* DO THIS
Count the lines below that contain the string "white", with case counting, and give only the number.

* DATA RECORDS
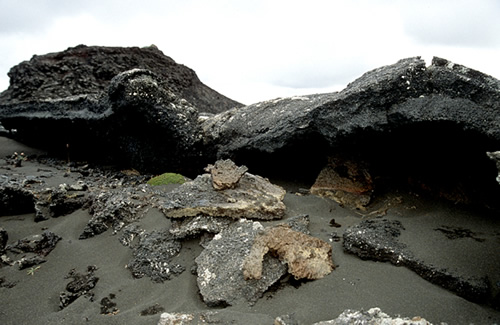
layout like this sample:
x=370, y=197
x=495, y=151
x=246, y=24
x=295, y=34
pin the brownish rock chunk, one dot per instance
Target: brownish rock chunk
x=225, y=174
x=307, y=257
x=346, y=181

---

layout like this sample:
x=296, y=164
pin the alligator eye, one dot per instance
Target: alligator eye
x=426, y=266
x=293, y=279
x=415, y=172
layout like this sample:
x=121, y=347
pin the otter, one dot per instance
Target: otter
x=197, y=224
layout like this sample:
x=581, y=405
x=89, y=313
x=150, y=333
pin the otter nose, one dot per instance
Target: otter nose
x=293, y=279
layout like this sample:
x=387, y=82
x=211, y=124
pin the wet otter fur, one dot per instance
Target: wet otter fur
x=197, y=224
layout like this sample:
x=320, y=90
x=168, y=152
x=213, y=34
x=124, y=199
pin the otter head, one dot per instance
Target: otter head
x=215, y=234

==

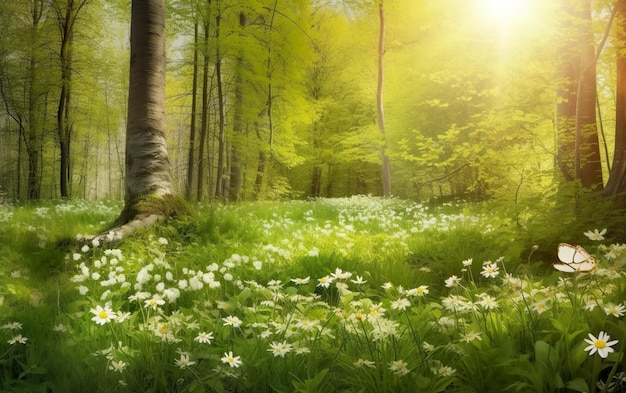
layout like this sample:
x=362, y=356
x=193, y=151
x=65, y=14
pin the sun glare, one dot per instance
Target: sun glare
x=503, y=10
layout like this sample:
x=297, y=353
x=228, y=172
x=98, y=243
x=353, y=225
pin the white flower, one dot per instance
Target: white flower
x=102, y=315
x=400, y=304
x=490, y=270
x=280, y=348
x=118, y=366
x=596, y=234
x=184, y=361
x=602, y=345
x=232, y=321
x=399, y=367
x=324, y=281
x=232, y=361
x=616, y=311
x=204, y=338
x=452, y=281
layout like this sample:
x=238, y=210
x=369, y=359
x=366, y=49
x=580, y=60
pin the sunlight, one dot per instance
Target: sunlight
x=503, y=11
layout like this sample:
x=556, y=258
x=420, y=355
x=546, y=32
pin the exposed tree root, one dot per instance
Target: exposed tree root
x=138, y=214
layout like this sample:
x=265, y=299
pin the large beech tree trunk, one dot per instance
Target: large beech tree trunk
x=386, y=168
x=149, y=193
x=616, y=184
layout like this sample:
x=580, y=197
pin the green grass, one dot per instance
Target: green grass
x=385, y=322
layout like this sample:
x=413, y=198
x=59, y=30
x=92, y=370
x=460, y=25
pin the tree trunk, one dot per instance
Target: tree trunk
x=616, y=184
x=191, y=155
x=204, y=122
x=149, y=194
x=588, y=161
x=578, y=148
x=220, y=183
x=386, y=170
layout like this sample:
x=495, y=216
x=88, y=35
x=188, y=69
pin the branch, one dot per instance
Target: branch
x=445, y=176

* FINISHED EXERCISE
2